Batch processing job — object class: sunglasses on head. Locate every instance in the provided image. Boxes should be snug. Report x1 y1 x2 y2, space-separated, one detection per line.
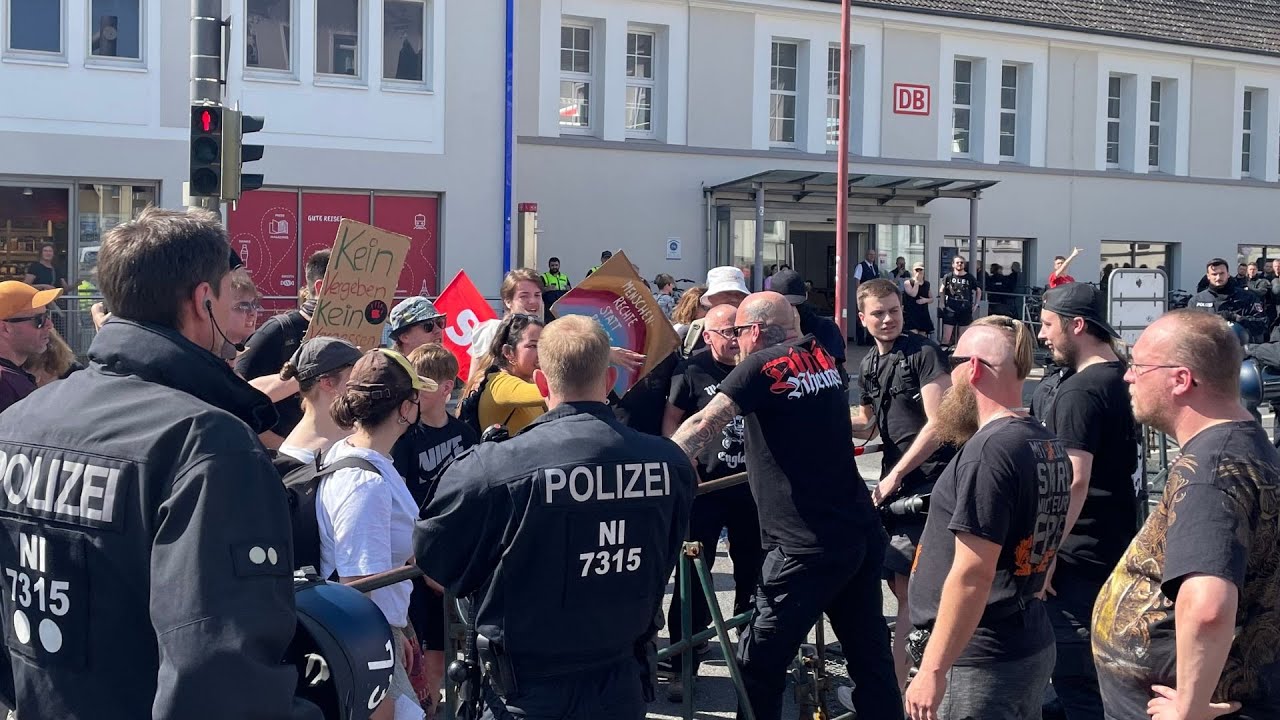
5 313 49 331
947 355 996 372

+++

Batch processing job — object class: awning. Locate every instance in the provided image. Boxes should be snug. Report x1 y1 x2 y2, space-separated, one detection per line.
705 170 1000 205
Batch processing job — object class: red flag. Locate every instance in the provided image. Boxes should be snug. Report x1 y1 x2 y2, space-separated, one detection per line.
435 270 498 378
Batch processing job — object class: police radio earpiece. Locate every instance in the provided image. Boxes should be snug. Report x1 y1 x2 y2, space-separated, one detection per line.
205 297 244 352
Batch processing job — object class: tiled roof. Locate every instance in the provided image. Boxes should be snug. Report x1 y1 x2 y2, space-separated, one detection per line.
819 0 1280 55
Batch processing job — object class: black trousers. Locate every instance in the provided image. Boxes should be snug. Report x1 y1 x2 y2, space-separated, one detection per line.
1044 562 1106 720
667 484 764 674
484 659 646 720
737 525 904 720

+++

■ Direction
Please repeat the entries, starting at the line that has "Batch processing job — object class: sunglasses" and stopping after the line that has "947 355 996 372", with "tight" substituted for "snug" and everything else left as is. Leave the pictures out of your answer.

■ Task result
Batch processing job — object class: sunglasses on head. Locate every instance in the provided image. Boxes should be tight. Report x1 y1 x2 y2, space-separated, one detection per line.
5 313 49 331
947 355 996 372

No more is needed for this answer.